Repeat the records below exactly as they appear.

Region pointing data

_ _ _ _ _

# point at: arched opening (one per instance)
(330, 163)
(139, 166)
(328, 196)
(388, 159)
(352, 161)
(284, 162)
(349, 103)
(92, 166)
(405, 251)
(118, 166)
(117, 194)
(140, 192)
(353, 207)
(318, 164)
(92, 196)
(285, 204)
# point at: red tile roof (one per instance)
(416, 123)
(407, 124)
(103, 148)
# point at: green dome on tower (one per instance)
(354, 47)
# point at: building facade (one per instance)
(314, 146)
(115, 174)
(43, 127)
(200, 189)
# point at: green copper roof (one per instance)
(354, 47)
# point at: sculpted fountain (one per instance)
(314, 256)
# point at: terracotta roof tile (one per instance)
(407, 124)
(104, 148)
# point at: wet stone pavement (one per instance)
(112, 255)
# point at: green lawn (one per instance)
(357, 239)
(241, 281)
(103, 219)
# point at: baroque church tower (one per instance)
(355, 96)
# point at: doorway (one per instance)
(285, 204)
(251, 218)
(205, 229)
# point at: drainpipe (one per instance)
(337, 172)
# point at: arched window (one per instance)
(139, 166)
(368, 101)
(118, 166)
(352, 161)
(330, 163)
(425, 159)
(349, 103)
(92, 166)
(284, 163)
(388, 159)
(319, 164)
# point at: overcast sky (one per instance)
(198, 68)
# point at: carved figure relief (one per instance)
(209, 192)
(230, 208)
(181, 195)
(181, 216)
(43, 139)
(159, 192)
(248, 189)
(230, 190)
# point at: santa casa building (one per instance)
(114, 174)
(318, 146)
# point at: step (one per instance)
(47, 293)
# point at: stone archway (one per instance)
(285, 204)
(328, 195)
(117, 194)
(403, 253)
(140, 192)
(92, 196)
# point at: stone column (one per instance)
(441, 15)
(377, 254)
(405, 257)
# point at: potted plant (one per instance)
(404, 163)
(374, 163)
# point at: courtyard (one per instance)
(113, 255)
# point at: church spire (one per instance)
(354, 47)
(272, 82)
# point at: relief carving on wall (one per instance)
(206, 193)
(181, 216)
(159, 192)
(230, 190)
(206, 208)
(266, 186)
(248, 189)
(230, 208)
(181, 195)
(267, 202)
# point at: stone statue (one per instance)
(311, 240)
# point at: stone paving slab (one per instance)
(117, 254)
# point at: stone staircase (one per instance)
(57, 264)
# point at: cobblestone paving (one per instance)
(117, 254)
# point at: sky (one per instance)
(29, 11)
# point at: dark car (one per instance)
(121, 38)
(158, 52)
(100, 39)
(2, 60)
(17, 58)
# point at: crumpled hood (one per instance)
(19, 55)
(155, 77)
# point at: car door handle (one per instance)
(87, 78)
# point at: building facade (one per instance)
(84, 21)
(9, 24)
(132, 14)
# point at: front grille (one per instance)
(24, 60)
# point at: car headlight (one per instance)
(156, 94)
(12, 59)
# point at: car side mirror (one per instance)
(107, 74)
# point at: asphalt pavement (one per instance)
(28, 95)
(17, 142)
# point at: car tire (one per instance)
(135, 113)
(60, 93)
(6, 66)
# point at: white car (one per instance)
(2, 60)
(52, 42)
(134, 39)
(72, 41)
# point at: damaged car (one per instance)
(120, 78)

_ _ _ _ _

TASK OUTPUT:
# point at: arched opening (one per instance)
(330, 163)
(139, 166)
(328, 196)
(388, 159)
(352, 161)
(284, 162)
(349, 103)
(92, 166)
(405, 251)
(118, 166)
(117, 194)
(140, 192)
(353, 207)
(318, 164)
(92, 196)
(285, 204)
# point at: red tile roof (one per instance)
(416, 123)
(407, 124)
(103, 148)
# point at: green dome on tower (one per instance)
(354, 47)
# point at: building facade (one per instance)
(314, 146)
(115, 174)
(43, 127)
(200, 189)
# point at: green copper roof (one per instance)
(354, 47)
# point at: sculpted fountain (one per instance)
(314, 256)
# point at: terracotta roof tile (one per instance)
(407, 124)
(104, 148)
# point at: wet stone pavement (one per instance)
(112, 255)
# point at: green lawn (one per instance)
(357, 239)
(241, 281)
(103, 219)
# point at: baroque church tower (one per instance)
(355, 96)
# point at: doorway (one per instance)
(285, 204)
(251, 218)
(205, 229)
# point at: drainpipe (one per instance)
(337, 172)
# point at: arched window (one per instance)
(139, 166)
(368, 101)
(118, 166)
(352, 161)
(330, 163)
(425, 159)
(349, 103)
(92, 166)
(284, 163)
(388, 159)
(319, 164)
# point at: overcast sky (one per instance)
(198, 68)
# point at: carved figure relief (one per instance)
(209, 192)
(230, 208)
(181, 195)
(181, 216)
(43, 139)
(159, 192)
(248, 189)
(230, 190)
# point at: santa casa building (one per instance)
(114, 174)
(318, 146)
# point at: step (one per instance)
(47, 293)
# point at: stone archway (one per instance)
(285, 204)
(328, 195)
(117, 194)
(403, 253)
(140, 192)
(92, 196)
# point at: stone column (one per instance)
(441, 15)
(377, 254)
(405, 257)
# point at: potted plant (one per instance)
(404, 163)
(374, 163)
# point at: courtyard (one per instance)
(113, 255)
# point at: church spire (one per instance)
(354, 47)
(272, 82)
# point at: relief carving on wall (one per instance)
(206, 193)
(181, 216)
(159, 192)
(230, 190)
(206, 208)
(266, 186)
(248, 189)
(230, 208)
(181, 195)
(267, 202)
# point at: stone statue (one per instance)
(311, 240)
# point at: stone paving slab (one per instance)
(117, 254)
# point at: stone staircase (one per instance)
(57, 264)
# point at: cobblestone paving (one per instance)
(117, 254)
# point at: sky (one per instance)
(29, 11)
# point at: dark car (one per instance)
(121, 38)
(158, 52)
(100, 39)
(2, 60)
(17, 58)
# point at: crumpled hood (one per instance)
(19, 55)
(155, 77)
# point at: car door handle (one per instance)
(87, 78)
# point at: building facade (one per instance)
(84, 21)
(9, 24)
(132, 14)
# point at: front grille (one per instance)
(24, 60)
# point at: car headlight (one per instance)
(156, 94)
(12, 59)
# point at: car side mirror (one per instance)
(107, 74)
# point at: asphalt pavement (one per instance)
(28, 95)
(17, 142)
# point at: car tire (one per instance)
(135, 113)
(60, 93)
(6, 66)
# point at: white car (one per instance)
(2, 60)
(52, 42)
(134, 39)
(72, 41)
# point at: damaged car (one per instance)
(120, 78)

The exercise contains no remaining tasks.